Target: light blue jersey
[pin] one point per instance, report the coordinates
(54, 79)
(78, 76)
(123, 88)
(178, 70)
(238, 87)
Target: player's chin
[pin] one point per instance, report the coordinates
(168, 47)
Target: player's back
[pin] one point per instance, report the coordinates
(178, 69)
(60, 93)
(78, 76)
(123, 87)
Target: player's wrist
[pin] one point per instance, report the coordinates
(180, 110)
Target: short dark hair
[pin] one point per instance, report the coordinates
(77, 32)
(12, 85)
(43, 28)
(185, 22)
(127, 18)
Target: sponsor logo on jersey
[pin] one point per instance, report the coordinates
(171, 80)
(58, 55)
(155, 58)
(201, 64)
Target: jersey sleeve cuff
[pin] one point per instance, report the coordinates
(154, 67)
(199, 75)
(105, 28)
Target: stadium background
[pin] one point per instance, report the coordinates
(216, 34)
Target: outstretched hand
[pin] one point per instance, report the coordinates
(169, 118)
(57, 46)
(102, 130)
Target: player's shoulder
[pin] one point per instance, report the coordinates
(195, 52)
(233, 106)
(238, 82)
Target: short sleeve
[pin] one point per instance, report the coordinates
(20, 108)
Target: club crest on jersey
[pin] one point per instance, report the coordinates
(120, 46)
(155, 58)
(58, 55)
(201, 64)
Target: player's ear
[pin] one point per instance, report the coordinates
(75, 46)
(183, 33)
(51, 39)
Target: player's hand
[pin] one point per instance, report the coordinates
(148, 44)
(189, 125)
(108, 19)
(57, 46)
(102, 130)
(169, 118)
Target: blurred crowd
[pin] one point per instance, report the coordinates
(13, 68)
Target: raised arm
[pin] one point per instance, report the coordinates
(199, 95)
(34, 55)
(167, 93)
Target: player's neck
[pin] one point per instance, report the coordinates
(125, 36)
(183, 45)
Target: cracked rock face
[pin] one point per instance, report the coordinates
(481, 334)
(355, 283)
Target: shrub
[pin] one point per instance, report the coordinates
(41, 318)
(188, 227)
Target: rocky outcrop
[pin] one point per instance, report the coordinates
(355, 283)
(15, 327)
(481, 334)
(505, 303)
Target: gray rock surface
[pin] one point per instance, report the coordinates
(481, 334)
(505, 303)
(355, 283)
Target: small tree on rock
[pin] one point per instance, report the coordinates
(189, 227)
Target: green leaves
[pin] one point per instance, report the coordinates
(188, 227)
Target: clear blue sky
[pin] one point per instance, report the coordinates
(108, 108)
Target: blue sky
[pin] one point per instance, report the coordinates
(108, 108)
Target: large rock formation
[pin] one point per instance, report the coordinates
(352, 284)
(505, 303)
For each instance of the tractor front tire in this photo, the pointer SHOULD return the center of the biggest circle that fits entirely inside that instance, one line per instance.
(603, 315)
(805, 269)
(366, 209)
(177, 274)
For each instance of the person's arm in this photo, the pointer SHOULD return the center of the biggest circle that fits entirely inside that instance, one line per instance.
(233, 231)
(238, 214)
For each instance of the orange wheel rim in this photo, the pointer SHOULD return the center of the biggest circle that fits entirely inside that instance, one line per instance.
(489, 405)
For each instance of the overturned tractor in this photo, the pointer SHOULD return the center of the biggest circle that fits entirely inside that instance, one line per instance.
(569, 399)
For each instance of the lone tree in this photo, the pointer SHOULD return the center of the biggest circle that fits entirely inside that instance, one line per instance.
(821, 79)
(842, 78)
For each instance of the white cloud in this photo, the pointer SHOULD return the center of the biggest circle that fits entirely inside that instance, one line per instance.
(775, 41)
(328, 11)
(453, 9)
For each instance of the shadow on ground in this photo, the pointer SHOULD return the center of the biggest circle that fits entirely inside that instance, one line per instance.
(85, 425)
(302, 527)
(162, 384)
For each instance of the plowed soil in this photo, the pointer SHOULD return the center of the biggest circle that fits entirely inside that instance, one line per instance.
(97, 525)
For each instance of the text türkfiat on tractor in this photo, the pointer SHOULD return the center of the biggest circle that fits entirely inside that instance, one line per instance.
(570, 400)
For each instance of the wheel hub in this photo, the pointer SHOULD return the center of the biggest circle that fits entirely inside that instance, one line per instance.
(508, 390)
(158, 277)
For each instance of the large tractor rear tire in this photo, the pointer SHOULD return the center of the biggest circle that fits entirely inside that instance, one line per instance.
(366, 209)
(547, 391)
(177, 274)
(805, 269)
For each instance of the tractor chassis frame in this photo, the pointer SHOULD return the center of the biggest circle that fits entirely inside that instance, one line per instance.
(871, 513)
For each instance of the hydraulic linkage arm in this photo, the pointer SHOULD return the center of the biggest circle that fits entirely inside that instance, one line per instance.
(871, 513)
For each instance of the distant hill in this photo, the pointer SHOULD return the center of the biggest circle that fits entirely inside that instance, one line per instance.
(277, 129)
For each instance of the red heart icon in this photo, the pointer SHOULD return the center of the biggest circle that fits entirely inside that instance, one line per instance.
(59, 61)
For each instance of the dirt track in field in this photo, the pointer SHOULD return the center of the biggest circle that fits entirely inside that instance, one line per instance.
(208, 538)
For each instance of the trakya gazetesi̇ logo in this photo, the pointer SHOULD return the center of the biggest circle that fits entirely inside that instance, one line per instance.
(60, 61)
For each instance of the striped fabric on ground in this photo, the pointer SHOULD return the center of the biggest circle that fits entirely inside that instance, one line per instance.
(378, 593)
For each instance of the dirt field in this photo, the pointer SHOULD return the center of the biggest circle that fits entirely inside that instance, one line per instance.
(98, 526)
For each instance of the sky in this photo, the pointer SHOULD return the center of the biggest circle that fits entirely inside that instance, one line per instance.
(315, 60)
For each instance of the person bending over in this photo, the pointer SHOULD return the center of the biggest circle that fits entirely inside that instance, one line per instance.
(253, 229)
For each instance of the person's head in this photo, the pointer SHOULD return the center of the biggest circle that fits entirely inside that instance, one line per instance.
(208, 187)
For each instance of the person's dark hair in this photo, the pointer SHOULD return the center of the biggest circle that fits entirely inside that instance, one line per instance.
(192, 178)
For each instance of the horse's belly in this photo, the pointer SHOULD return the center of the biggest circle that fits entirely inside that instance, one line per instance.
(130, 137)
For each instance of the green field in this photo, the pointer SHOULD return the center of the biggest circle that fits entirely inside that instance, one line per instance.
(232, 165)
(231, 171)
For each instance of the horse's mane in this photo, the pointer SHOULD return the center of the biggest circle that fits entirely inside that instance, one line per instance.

WORK INSTRUCTIONS —
Top to bottom, the records above must be output exactly.

RESPONSE TO THIS TASK —
Target: light blue jersey
[pin] one point per instance, report the coordinates
(54, 79)
(78, 76)
(123, 88)
(178, 70)
(238, 87)
Target: player's chin
[pin] one point per instance, report the coordinates
(168, 47)
Target: player's back
[pin] one point per instance, report the coordinates
(178, 69)
(60, 93)
(78, 76)
(123, 87)
Target: player's wrist
[pin] one point per instance, report the coordinates
(180, 110)
Target: short dark hair
[pin] one point per instance, report the coordinates
(77, 32)
(12, 85)
(43, 28)
(185, 22)
(127, 18)
Target: sponsor logo on jersey
[pin] one point per instance, report the coordinates
(171, 80)
(58, 55)
(155, 58)
(201, 64)
Target: jersey sleeve cuff
[pin] one point per instance, report the coordinates
(154, 67)
(199, 75)
(105, 28)
Target: stadium background
[pin] one point per instance, report the coordinates
(216, 34)
Target: outstretched hand
[pin] one point per instance, report the coordinates
(169, 118)
(57, 46)
(102, 130)
Target: player's shoulder
[pin] one point per instance, report the coordinates
(195, 52)
(233, 106)
(238, 82)
Target: short sleeve
[pin] one point per instance, report the coordinates
(20, 108)
Target: club crest on jersey
[pin] one point per instance, report the coordinates
(120, 46)
(155, 58)
(58, 55)
(201, 64)
Target: player's ear
[pin] one point per instance, report the coordinates
(75, 46)
(183, 33)
(51, 39)
Target: player's hand
[pin] one point per instance, report the coordinates
(148, 44)
(189, 125)
(108, 19)
(57, 46)
(102, 130)
(169, 118)
Target: blurred crowd
[pin] one point per instance, report the coordinates
(13, 68)
Target: raised arm
[pin] one point per instance, report the coordinates
(199, 95)
(34, 55)
(167, 93)
Target: player's neck
[pin] one point per instance, report the coordinates
(125, 36)
(183, 45)
Target: cracked rock face
[pin] one point per instance, report the coordinates
(481, 334)
(355, 283)
Target: shrub
[pin] one point per instance, report the coordinates
(41, 318)
(188, 227)
Target: rocky outcrop
[pin] one point per instance, report the coordinates
(355, 283)
(15, 327)
(481, 334)
(505, 303)
Target: gray rock surface
[pin] one point per instance, report the coordinates
(481, 334)
(505, 303)
(355, 283)
Target: small tree on rock
[pin] one point per instance, report the coordinates
(189, 227)
Target: green leaves
[pin] one point per instance, report the coordinates
(188, 227)
Target: clear blue sky
[pin] one point per instance, report the coordinates
(108, 108)
Target: blue sky
[pin] one point per instance, report the coordinates
(108, 108)
Target: large rock formation
[pin] one point per instance, report the coordinates
(352, 284)
(505, 303)
For each instance of the tractor front tire in this photo, the pointer SHOULD return the center of the biggest circle that fits entirely inside that instance, one line per instance.
(603, 315)
(805, 269)
(366, 209)
(177, 274)
For each instance of the person's arm in this photo, the pointer SHOULD return the center of the biggest circle that fits entirely inside that instance, one line per instance.
(233, 231)
(238, 214)
For each instance of the orange wheel rim in this photo, the pointer SHOULD return the center of the biggest circle that fits entirely inside that instance, one line per instance.
(489, 405)
For each instance of the overturned tractor in this photo, the pointer SHOULD return the center of the biggest circle that fits entirely inside that instance, one line per instance.
(569, 399)
For each instance of the lone tree in this photo, the pointer SHOULD return the center of the biggest circle that fits entirely inside that instance, one line per instance.
(821, 79)
(842, 78)
For each instance of the white cloud in this photo, the pointer SHOULD return the center of the biggest circle that fits entirely inside that instance, one line per instance.
(775, 41)
(328, 11)
(453, 9)
For each instance of the shadow on ground in this photo, the pointer SHOULD return the center of the biggest circle that fits entirely inside that instance, one line per instance.
(85, 425)
(302, 527)
(162, 384)
For each instance of the plowed soil in this photo, the pointer SHOULD return the center of the biggest circle that fits entirely inside that instance, one line per instance.
(97, 525)
For each instance of the text türkfiat on tractor in this photo, the pointer SHOULD return the center of the biggest circle that fits entirely inside that instance, one line per instance.
(570, 400)
For each instance of the wheel hub in this photo, the pointer SHOULD return the center of the biggest circle that fits entirely inside that instance, one line per instance.
(508, 390)
(158, 277)
For each instance of the large tractor rear tire in this photo, the pointer SHOULD return the center of the biggest circle that fits entirely inside that instance, one line per instance.
(366, 209)
(547, 391)
(177, 274)
(805, 269)
For each instance of the tractor chassis frame in this photo, the pointer SHOULD return the center of the biggest circle that fits entirely inside that instance, one line per instance.
(871, 513)
For each instance of the hydraulic linkage arm in this photo, the pointer SHOULD return the center of the biggest circle that fits entirely inside that instance, one line per instance.
(871, 513)
For each instance of the distant hill in this photo, the pointer SHOULD return the center of the biggest circle that fits entirely inside that instance, one line per instance.
(277, 129)
For each instance of the red heart icon in this photo, the pointer SHOULD return the center of the biggest circle that fits entirely inside that instance, one line per instance.
(59, 61)
For each instance of the dirt track in field in this photo, the pointer SHOULD return the center of the biggest circle that fits entirely inside that instance, one line per instance.
(208, 538)
For each instance of the trakya gazetesi̇ logo in this photo, the pointer SHOULD return the center of the biggest circle that fits entirely inside that instance, one line per instance.
(60, 61)
For each instance of the striped fabric on ground in this photo, the pointer SHOULD return the center of the biggest circle that fits entirely inside that instance, one line per instance.
(378, 593)
For each instance of the dirt field in this photo, the pointer SHOULD return the center of the biggest circle that fits entirely inside that instance, one line per instance.
(98, 526)
For each instance of the sky in this photo, the pointer SHOULD return the center of the biggest circle that fits entirely inside that instance, one line per instance.
(315, 60)
For each instance of the person bending over in this photo, the pointer SHOULD return the center of the biggest circle that fits entirely inside that instance, one line per instance.
(253, 229)
For each instance of the person's head in this photo, the pointer SHOULD return the center of the biggest circle that fits entirely inside that instance, one line per instance.
(208, 187)
For each instance of the person's dark hair in this photo, the pointer SHOULD return the center of the biggest circle that fits entirely inside that instance, one line per instance.
(192, 178)
For each instance of the horse's belly in this photo, the pointer SHOULD return the center of the biggest circle that fits entirely inside that instance, one line per instance.
(130, 137)
For each instance of the green field in this photo, the pointer SHOULD return the center of the biggest circle that fits entirely inside that instance, one line per instance.
(232, 165)
(231, 171)
For each instance of the horse's mane in this photo, the pointer SHOULD return the center of the biggest circle that fits entirely inside that instance, one line per instance.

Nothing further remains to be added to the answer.